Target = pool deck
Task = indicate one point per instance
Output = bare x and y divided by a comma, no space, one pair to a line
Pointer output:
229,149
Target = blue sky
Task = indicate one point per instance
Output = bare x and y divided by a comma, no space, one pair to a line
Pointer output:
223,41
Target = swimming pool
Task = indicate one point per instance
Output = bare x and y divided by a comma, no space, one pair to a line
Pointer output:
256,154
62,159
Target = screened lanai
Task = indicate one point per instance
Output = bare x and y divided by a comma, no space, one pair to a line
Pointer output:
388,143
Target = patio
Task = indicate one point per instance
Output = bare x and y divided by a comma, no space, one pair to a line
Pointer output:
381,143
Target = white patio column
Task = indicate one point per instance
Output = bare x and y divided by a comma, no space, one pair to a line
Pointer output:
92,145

### WHAT IS EXPECTED
Repeat word for word every line from the one that holds "Target = swimming pool" to the end. Both ends count.

### EXPECTED OUTPUT
Target = swimming pool
Task = indicate one point per instance
Output = bare x and y divided by a comma, no space, one pair to a line
Pointer output:
256,154
62,159
Target = screened lanai
Task = indicate one point per instance
Output = bare x and y divided by a comma, no space, one pair to a line
Pointer output:
388,143
Target = patio
Task = indicate one point per instance
Output = bare x and y divided by a comma, no space, one pair to a line
Pointer output:
381,143
Target = white patio column
Task = indicate one point per instance
Output = bare x and y divided by a comma, no space, one pair to a line
Pointer output:
92,145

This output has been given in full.